## TEXTAUSZUG
Ingolstadt
Granatsplitter beim Sperrfort

Armeemuseum veröffentlicht Kriegstagebuch des Pörnbacher Artilleristen Wilhelm Heider

01.08.2014 | Stand 02.12.2020, 22:23 Uhr

Eine im Lazarett gebastelte Zigarettenschachtel ist jetzt im ehemaligen Anwesen Wilhelm Heiders aufgetaucht. Dieter Storz präsentiert sie - Foto: Hammerl

Ingolstadt (ahl) „Wilhelm Heiders Erster Weltkrieg“, so der Titel des vom Bayerischen Armeemuseum herausgegebenen Tagebuchs des Pörnbacher Artilleristen, dauerte streng genommen nicht einmal einen Monat. Am 25. August 1914, 22 Tage nach der Mobilmachung, wurde der 23-Jährige in der Nähe des französischen Sperrforts Manonviller durch Granatsplitter so schwer verletzt, dass er die darauffolgenden 22 Monate im Lazarett verbrachte. Zufälligerweise in Ingolstadt, wo in einer Betriebshalle der Eisenbahn gerade ein Reservelazarett eröffnet worden war, das bis zu 2000 Soldaten aufnehmen konnte.

Bildbezogene Zeigedaten
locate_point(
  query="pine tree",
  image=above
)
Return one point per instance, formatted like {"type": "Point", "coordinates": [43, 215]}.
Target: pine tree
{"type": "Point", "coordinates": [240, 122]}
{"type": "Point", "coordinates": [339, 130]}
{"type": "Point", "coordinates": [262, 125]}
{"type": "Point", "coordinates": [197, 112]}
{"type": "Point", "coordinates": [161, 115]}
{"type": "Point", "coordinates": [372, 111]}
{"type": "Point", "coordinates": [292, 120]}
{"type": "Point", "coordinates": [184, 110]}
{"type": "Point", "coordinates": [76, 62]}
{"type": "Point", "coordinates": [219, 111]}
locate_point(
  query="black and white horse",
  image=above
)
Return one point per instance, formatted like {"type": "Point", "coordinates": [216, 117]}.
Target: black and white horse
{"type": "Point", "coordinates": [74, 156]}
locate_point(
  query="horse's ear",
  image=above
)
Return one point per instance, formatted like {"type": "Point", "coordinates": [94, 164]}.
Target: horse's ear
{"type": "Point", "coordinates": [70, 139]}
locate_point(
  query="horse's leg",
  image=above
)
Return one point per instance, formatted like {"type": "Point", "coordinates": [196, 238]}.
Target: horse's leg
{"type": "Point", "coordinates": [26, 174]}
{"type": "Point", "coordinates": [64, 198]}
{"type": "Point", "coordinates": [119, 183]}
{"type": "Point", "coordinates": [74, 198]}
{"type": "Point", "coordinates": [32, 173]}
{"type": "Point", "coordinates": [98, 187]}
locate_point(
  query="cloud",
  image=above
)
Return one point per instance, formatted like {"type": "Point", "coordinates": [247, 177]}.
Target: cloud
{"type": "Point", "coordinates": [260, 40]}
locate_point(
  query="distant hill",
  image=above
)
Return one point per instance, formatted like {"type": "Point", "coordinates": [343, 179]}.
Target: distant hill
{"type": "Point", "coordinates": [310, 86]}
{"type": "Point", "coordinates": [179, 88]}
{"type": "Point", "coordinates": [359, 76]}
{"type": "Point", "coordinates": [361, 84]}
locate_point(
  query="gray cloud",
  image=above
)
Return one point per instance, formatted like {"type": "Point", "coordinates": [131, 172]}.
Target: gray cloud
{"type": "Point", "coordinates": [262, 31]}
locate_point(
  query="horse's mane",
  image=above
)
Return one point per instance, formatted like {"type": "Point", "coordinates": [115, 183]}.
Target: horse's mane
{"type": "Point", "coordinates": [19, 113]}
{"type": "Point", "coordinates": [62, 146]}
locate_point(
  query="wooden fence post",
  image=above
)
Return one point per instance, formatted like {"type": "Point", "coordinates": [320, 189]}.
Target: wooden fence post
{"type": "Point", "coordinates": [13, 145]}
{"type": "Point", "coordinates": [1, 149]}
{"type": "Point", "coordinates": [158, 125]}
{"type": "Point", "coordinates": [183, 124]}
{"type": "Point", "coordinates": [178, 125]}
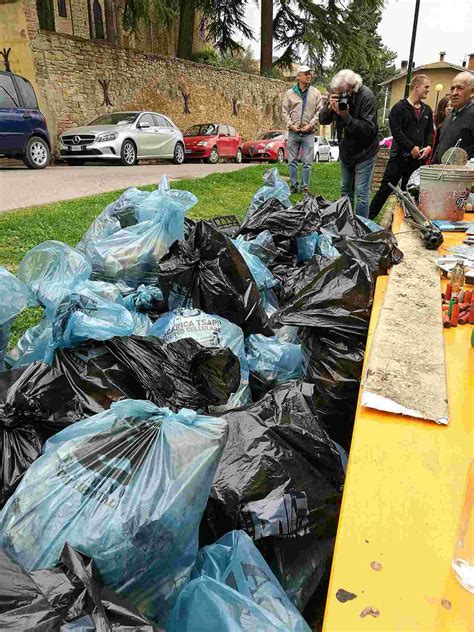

## AUFGABENSTELLUNG
Setzen Sie den Artikel über Wilhelm Heiders Kriegstagebuch nach seinem letzten Satz fort. Die Einträge haben mit dem Artikel über Wilhelm Heiders Kriegstagebuch nichts zu tun.

## LÖSUNG
Mehr als eine leere, strohbedeckte Halle war dieses Lazarett nicht, als Heider am 5. September 1914 hier ankam. Über seine Erlebnisse hat er Tagebuch geführt. Die Aufzeichnungen blieben in der Familie erhalten und wurden in Ehren gehalten, auch wenn sie nicht mehr gelesen werden konnten. Auf Umwegen über das Bayerische Wissenschaftsministerium gelangte Heiders Tagebuch schließlich in das Armeemuseum. „Und wir konnten es dann lesen“, merkte Dieter Storz, stellvertretender Museumsleiter und Herausgeber des 120 Seiten starken kartonierten Buches, augenzwinkernd an.

Was die Historiker zu lesen bekamen, nämlich das einmalige Zeitzeugnis eines Militärlazaretts aus Sicht eines einfachen Mannschaftssoldaten, faszinierte sie zusehends. So sehr, dass sie es einer Veröffentlichung wert fanden, der die Familie spontan zustimmte. „Das ist hier auch eine Art Familienveranstaltung“, merkte Storz an, der drei Enkel und vier Urenkel Heiders zur Buchvorstellung im Reduit Tilly begrüßte.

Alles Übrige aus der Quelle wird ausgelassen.